— start Excerpt to read —

Skip to main content

Budget Flimflammery

“Every profession is a conspiracy against the laity,” George Bernard Shaw once said. It would not have served Shaw’s peculiar political ambitions – Shaw was a Fabian Socialist – to emphasize that politics, most especially socialist politics, is a profession.

 

Keith Phaneuf of CTMirror has been writing about state budgets and budget flimflammery for many years, but his latest offering – Budget cap workaround draws GOP ire -- merits public notice.

 

The lede to his story is especially noteworthy: “State officials have underfunded key contractual obligations in Connecticut’s budget by hundreds of millions of dollars for the second consecutive year, knowing the rest of the plan will generate more than enough surplus to cover the problem.’

 

There is a purpose, Phaneuf points out, to the budget flimflammery: “This underfunding allows legislators to assign more dollars to education, municipal aid and other core programs without violating budget caps.”

 

Some years past, when Republicans unexpectedly gained seats in the General Assembly, certain “spending guard rails” were created that have consistently produced worrisome budget surpluses. No one at the time or since professed surprise that the spending guardrails produced continuing state surpluses. When you reduce the rate of spending, you give birth to a brood of surpluses. Neo-progressive Democrats in the General Assembly have been chipping away at the surplus because they believe that a surplus is nothing more than tax dollars that ought to be spent on favored programs.

 

Now then, the use of the word “surplus” in connection with Connecticut’s fiscal year budgets is highly misleading because a surplus generally connotes savings realized through spending reductions, but Connecticut’s accumulative debt, as opposed to its fiscal year deficits, is an astounding $52 billion, nearly the largest state debt in the nation. So the use of the word “surplus” in connection with Connecticut’s accumulative debt is what philologists might call a term of art, meaning an artful use of language to convey a meaning that has little or no relationship to the truth..


A tax surplus is actually a tax overcharge that should be remitted by an honest government to taxpayers, precisely in the way that a price overcharge should be remitted by an honest seller to an unjustly plundered buyer. Connecticut politicians who have produced the tax overcharge will of course argue that it should not be remitted because Connecticut real debt is $52 billion, and an honest government must pay its debt. It was George Orwell who taught is in the 20th century that all corruption begins with a corruption of the language. Not everyone in our journalistic community has learned the Orwell lesson, but then our language cops have for years been inattentive to journalistic corruption.

— end Excerpt to read —
— start Dataset content —

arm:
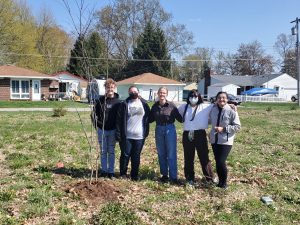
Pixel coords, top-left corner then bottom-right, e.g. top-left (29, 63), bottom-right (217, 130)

— end Dataset content —

Work to complete:
Please repeat, word for word, the passage of the budget flimflammery column above that opens with the words containing "Now then, the" and closes with "to the truth..".

Written answer:
Now then, the use of the word “surplus” in connection with Connecticut’s fiscal year budgets is highly misleading because a surplus generally connotes savings realized through spending reductions, but Connecticut’s accumulative debt, as opposed to its fiscal year deficits, is an astounding $52 billion, nearly the largest state debt in the nation. So the use of the word “surplus” in connection with Connecticut’s accumulative debt is what philologists might call a term of art, meaning an artful use of language to convey a meaning that has little or no relationship to the truth..